-- Start Data listing --

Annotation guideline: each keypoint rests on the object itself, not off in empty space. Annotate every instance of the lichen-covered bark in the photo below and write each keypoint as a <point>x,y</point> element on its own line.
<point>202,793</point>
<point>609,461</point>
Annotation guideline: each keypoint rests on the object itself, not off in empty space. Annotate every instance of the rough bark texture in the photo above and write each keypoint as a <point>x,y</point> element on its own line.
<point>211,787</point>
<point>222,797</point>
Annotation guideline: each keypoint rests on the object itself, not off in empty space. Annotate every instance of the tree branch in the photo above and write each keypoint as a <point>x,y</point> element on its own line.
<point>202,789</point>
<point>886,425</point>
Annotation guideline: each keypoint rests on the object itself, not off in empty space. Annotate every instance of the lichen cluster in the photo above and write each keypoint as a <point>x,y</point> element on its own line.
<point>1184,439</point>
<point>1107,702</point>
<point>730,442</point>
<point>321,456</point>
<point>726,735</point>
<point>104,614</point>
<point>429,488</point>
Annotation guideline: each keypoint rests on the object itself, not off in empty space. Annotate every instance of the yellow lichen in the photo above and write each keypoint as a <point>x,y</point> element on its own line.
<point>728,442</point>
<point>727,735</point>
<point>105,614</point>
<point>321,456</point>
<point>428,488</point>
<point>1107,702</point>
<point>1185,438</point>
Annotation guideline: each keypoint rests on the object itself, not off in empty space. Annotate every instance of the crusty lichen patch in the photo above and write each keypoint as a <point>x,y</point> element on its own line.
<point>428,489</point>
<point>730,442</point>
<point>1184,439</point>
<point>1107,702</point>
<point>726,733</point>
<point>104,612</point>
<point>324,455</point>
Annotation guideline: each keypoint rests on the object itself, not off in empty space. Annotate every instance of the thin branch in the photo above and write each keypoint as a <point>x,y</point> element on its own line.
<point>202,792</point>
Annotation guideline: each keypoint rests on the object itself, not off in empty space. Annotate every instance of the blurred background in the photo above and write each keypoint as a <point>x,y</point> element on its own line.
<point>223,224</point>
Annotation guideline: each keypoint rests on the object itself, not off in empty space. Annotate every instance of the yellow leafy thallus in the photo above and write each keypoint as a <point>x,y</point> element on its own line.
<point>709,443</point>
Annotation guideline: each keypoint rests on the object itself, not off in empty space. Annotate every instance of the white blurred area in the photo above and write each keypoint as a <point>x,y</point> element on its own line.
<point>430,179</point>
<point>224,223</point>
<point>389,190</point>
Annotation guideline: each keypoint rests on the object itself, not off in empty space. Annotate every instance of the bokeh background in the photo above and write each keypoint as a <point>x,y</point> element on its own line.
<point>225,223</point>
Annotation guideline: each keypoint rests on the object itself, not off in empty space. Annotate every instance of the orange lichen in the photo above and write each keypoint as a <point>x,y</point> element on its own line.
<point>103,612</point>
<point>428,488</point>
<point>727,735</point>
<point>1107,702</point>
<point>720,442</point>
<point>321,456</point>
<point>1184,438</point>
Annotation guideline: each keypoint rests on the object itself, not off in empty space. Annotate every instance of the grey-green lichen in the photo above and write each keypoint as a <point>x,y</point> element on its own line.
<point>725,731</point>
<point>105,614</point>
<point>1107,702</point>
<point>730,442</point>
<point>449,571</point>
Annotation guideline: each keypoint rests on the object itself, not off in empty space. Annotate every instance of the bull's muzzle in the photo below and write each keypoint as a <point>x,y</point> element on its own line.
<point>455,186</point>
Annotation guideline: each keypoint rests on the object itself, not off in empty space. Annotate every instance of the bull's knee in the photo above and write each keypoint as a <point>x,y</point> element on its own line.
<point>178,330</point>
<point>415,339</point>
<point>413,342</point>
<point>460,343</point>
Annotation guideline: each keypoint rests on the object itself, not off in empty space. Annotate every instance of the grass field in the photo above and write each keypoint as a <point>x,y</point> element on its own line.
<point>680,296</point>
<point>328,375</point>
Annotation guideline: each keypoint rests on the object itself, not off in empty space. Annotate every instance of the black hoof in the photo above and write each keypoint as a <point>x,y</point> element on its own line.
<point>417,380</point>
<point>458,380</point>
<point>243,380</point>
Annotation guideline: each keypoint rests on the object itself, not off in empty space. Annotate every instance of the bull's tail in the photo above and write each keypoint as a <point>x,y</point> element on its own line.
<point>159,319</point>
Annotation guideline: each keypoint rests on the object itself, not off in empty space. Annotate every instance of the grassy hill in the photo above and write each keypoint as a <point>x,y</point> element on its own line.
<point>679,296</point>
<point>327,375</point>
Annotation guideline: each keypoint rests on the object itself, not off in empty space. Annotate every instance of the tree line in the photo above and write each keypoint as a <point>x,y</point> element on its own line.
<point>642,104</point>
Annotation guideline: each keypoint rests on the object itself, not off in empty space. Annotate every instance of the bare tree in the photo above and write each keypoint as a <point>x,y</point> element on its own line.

-- End Data listing --

_Problem_
Rescale the records above from the line with "of the blurred" up to and including the line with "<point>709,443</point>", giving every line again. Keep the wording of each line unchanged, and multiply each x and y coordinate inside the point tags that hold answers by 0.2, rounding to whole numbers with halves going up.

_Answer for this exercise_
Annotation guideline: each keypoint rests on the object itself, not off in empty space. Annotate every instance of the blurred background in the photo above and write each keypoint as a <point>x,y</point> element on its own line.
<point>45,45</point>
Annotation guideline: each keypoint rests on the object itself, not off in empty space. Annotate every instance of the yellow leafy thallus in the photo above and write each keypoint as a <point>x,y</point> element on its own line.
<point>142,89</point>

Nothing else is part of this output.